Rewrite the items starting at the line that contains "each woman's hand." and ending at the last line of the items, with the requests included and unchanged. Multiply every coordinate in the answers by 1.25 and round each result to a whole number, with halves rounding up.

[Bounding-box records]
——————————

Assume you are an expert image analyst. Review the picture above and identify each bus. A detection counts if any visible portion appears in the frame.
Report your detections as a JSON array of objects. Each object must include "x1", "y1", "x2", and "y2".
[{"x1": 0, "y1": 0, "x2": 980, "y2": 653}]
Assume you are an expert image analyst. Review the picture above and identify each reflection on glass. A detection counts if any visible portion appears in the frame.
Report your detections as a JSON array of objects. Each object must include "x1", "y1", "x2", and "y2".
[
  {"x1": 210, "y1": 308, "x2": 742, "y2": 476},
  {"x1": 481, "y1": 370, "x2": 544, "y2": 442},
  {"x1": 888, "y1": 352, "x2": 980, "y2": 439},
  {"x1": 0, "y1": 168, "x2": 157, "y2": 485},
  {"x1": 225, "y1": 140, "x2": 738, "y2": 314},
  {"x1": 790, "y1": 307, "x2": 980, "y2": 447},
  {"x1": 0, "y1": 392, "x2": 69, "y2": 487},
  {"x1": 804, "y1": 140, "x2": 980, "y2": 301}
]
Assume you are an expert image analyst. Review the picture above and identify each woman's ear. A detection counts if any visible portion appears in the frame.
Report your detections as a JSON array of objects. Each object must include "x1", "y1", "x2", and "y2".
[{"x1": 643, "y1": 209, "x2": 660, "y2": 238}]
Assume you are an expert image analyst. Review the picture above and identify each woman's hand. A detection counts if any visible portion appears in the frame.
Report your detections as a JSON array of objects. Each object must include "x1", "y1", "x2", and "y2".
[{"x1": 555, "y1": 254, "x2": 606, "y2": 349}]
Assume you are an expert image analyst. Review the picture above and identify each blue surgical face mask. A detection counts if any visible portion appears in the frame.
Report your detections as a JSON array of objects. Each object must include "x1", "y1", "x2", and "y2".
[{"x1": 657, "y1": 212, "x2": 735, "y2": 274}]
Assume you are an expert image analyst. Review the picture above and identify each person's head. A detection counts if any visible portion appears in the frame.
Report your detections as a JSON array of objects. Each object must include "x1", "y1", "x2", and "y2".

——————————

▶ **The completed task**:
Assume you are an expert image analyst. Review the picture above and identify each woman's hand. A detection counts if any visible portion appears in the frame.
Report your detections as a JSON array of objects. Each object must include "x1", "y1", "x2", and "y2".
[{"x1": 694, "y1": 318, "x2": 758, "y2": 436}]
Assume you are an expert image analyst. Review the picture above and identify each blue surgical face mask. A detection counts if any visible portion appears in the frame.
Report your detections as a JSON array of objects. Each object must include "x1", "y1", "x2", and "y2".
[{"x1": 821, "y1": 265, "x2": 919, "y2": 343}]
Assume you are an expert image analyst. Review the picture above and identify each person's head. A detection counts if any visible portion appears in the frame.
Report your detections as a JSON array of objects. Each object must include "x1", "y1", "x2", and "y2".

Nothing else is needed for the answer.